#### YOUR TASK
Search the records below for the line containing "bell tower, written as integer pixel values.". Output that line and all later lines exactly; output nothing else.

─── WORKING DATA ───

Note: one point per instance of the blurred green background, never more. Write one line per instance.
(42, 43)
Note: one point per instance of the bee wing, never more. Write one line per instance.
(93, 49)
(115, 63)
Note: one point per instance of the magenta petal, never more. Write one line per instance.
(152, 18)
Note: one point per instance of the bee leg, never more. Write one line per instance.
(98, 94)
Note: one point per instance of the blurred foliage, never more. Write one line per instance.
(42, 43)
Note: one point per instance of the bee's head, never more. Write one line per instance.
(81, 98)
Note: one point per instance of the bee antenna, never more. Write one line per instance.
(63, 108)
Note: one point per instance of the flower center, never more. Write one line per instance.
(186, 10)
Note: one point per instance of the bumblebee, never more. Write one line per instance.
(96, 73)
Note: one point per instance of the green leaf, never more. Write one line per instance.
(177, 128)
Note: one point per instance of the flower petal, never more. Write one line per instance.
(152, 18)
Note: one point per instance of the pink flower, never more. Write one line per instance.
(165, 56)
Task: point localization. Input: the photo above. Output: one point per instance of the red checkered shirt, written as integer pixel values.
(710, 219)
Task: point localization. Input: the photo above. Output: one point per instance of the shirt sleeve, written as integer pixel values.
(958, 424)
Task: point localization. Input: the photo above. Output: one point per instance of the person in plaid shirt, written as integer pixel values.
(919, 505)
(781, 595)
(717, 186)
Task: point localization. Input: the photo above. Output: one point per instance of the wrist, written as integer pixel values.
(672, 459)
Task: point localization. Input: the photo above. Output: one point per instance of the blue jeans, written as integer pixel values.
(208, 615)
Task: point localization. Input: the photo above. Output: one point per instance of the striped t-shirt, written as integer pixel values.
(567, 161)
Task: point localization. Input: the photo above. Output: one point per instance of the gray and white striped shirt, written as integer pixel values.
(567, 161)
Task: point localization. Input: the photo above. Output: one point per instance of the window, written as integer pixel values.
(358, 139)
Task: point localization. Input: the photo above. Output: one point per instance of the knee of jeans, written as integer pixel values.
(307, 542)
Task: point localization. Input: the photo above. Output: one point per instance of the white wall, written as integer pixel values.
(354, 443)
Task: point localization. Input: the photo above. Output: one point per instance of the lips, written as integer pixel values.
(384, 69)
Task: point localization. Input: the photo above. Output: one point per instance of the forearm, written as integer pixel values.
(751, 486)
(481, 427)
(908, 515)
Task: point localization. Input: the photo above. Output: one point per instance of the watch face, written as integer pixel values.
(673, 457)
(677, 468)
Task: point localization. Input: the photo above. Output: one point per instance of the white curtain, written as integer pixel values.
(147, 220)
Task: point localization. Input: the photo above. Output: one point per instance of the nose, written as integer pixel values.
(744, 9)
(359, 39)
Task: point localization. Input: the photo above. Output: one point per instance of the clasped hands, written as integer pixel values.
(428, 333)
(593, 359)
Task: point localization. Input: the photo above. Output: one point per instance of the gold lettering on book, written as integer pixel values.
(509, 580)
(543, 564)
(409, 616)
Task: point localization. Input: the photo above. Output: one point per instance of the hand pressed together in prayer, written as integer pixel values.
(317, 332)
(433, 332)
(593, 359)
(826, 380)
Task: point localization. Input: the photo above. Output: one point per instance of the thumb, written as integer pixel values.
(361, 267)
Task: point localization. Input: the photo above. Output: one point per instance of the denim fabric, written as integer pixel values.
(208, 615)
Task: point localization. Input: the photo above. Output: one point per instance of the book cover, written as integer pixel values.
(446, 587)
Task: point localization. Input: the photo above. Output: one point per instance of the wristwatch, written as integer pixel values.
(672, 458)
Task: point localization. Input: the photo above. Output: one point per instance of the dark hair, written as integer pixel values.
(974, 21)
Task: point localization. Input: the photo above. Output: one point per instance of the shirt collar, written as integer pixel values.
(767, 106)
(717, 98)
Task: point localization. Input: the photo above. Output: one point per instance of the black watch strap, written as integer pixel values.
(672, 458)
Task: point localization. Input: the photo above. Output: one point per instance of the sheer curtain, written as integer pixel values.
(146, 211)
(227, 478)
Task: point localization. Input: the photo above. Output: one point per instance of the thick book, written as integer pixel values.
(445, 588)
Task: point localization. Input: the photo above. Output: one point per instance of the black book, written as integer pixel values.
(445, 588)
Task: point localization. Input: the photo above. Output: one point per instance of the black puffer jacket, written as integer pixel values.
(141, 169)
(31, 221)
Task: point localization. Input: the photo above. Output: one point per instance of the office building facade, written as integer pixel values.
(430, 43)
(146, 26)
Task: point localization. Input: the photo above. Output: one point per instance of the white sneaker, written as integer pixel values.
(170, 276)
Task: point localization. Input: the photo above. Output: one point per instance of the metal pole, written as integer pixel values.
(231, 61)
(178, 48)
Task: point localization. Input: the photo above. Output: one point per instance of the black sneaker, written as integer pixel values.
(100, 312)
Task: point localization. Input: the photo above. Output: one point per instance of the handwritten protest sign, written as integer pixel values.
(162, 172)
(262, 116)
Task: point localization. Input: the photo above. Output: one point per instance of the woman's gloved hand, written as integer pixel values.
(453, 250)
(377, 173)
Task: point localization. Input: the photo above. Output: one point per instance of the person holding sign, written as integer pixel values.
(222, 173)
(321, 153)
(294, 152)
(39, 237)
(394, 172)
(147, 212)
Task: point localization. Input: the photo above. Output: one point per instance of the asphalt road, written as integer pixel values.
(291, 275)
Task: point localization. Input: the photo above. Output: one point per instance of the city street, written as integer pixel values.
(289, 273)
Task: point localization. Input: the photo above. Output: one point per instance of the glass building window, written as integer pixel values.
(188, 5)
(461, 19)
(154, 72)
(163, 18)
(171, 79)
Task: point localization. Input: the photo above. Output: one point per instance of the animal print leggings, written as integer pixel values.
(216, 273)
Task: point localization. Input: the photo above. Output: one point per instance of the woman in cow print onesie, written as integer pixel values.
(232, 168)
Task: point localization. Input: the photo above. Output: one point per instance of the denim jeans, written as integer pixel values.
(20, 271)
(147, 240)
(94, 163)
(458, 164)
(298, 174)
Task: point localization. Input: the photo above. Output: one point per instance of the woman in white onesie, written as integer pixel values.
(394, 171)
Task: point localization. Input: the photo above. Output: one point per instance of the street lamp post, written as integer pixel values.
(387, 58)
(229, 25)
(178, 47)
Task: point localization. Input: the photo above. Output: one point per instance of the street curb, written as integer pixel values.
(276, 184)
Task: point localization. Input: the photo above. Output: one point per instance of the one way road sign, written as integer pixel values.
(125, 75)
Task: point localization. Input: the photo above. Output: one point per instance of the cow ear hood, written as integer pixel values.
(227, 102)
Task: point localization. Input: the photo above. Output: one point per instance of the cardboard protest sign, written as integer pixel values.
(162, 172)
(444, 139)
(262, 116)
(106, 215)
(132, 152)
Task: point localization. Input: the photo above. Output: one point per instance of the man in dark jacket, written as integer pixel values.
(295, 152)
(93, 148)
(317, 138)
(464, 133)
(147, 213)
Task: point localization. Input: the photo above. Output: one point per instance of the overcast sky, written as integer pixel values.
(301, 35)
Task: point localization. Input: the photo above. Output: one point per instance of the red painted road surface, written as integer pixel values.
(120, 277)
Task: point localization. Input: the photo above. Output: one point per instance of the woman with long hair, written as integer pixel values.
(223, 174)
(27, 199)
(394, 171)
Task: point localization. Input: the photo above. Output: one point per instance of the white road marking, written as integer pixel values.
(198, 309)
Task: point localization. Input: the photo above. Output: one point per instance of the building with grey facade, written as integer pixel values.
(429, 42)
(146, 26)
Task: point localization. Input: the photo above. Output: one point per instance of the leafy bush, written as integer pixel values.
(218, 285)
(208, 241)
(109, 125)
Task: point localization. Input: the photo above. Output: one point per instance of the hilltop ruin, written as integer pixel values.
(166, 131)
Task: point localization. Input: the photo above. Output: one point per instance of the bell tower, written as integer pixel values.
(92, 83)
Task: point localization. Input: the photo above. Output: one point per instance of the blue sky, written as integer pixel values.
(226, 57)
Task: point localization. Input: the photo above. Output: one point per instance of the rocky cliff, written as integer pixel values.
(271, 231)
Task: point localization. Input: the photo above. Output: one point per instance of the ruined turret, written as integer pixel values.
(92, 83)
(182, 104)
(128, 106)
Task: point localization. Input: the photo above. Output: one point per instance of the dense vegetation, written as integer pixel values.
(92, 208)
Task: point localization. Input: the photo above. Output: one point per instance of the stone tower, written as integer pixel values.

───

#### YOUR RESPONSE
Task: point localization. Input: the photo above. Output: one point per instance of the bell tower, written as integer pixel values.
(92, 83)
Task: point localization. Input: the photo above. Output: one point per instance of the blue sky, written as integer pixel values.
(226, 57)
Task: point localization. Input: the photo above. Output: one point per instance of the rocky cliff, written as integer pixel values.
(271, 231)
Task: point localization. Input: the photo above. Output: one point per instance of the ruined turret, written as integer pixel values.
(92, 83)
(182, 104)
(128, 106)
Task: point localization. Input: the photo above. Output: one point per instance of the dense vegetation, written as integer pixel values.
(92, 208)
Task: point localization. Input: the photo above. Output: one point per instance of the stone tower, written as integer pixel values.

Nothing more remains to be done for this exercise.